◆ **Source data**:
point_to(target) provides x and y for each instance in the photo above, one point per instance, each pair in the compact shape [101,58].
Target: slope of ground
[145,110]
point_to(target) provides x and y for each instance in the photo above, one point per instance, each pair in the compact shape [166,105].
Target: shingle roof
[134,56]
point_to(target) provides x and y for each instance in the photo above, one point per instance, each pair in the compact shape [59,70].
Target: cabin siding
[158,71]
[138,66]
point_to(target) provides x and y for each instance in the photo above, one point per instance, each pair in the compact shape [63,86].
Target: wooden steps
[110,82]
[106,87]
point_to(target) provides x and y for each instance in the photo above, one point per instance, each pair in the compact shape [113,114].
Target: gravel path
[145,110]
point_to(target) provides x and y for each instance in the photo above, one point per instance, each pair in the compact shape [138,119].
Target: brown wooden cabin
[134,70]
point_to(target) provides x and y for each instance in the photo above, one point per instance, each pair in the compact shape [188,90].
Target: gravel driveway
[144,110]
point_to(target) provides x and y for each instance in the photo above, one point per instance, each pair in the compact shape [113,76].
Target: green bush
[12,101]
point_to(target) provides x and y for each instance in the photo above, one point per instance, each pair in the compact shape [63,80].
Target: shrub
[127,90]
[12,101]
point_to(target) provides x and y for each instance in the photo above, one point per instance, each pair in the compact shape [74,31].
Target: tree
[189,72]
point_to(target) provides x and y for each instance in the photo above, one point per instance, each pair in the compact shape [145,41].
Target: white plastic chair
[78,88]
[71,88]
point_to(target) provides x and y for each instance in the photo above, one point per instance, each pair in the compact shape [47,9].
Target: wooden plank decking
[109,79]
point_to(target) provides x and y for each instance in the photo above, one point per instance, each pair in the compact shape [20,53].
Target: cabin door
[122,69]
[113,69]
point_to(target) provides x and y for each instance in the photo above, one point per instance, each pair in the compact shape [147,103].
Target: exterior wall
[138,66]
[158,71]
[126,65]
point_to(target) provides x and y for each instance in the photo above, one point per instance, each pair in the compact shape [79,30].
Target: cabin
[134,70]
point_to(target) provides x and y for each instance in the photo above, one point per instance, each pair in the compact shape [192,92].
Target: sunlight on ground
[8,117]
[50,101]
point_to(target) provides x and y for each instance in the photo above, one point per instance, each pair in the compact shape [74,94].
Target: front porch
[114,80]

◆ **Brief**:
Copy out the whole listing exactly as written.

◆ **Exercise result**:
point_to(target) provides x and y for each instance in the photo above, one point per instance, each pair in the compact shape [101,58].
Target: slope of ground
[145,110]
point_to(target) provides x and y for each instance in the photo above, one point per instance, each pair in the compact shape [166,105].
Target: shingle roof
[134,56]
point_to(target) provides x and y for each instance in the photo above, one point per instance, each pair in the compact shape [59,70].
Target: cabin siding
[158,71]
[138,66]
point_to(target) provides x and y for each instance in the photo above, one point per instance, each pair in the compact shape [63,86].
Target: wooden steps
[110,82]
[106,87]
point_to(target) provides x and y for each instance in the photo above, one point per instance, each pair in the compact shape [113,114].
Target: gravel path
[145,110]
point_to(target) provides x and y for each instance in the photo above, one point per instance, each pair in the compact shape [138,119].
Target: brown wooden cabin
[134,70]
point_to(target) provides x and y for each instance in the photo above, one point per instance, each pair in the compact shape [188,90].
Target: gravel driveway
[144,110]
point_to(target) provides x and y for each instance in the photo above, one point per instance, each pair in the compact shape [113,76].
Target: green bush
[12,101]
point_to(target) provides x and y for each instance in the photo above, one point per instance, each pair in the compact shape [63,80].
Target: shrub
[127,90]
[12,101]
point_to(target) provides x and y for each instance in the photo above, one point per instance, each pair in the compact shape [74,31].
Target: tree
[189,72]
point_to(target) provides x and y for each instance in the photo above, one point per instance, each pair in the compact shape [145,41].
Target: white plastic chair
[78,88]
[71,88]
point_to(target) provides x and y for each instance in the photo above, one point per instance, each pair in the compact shape [47,9].
Target: wooden plank decking
[109,79]
point_to(target) provides x and y for each instance in the photo above, one point per instance, each pair in the compact shape [20,53].
Target: cabin door
[122,69]
[113,69]
point_to(target) provides x and y for each instance in the photo above, one point per instance, each pair in the compact shape [147,103].
Target: exterior wall
[138,66]
[158,71]
[126,65]
point_to(target) provides x and y for each instance in the photo above, one point per instance, each pair in the compact shape [79,30].
Target: cabin
[134,70]
point_to(target) provides x and y for each instance in the photo above, one point per instance, each pair in the compact shape [192,92].
Target: sunlight on ground
[8,117]
[50,101]
point_to(target) provides x and y for each instance in the photo above, one point per instance, each pair in the compact shape [74,94].
Target: front porch
[114,80]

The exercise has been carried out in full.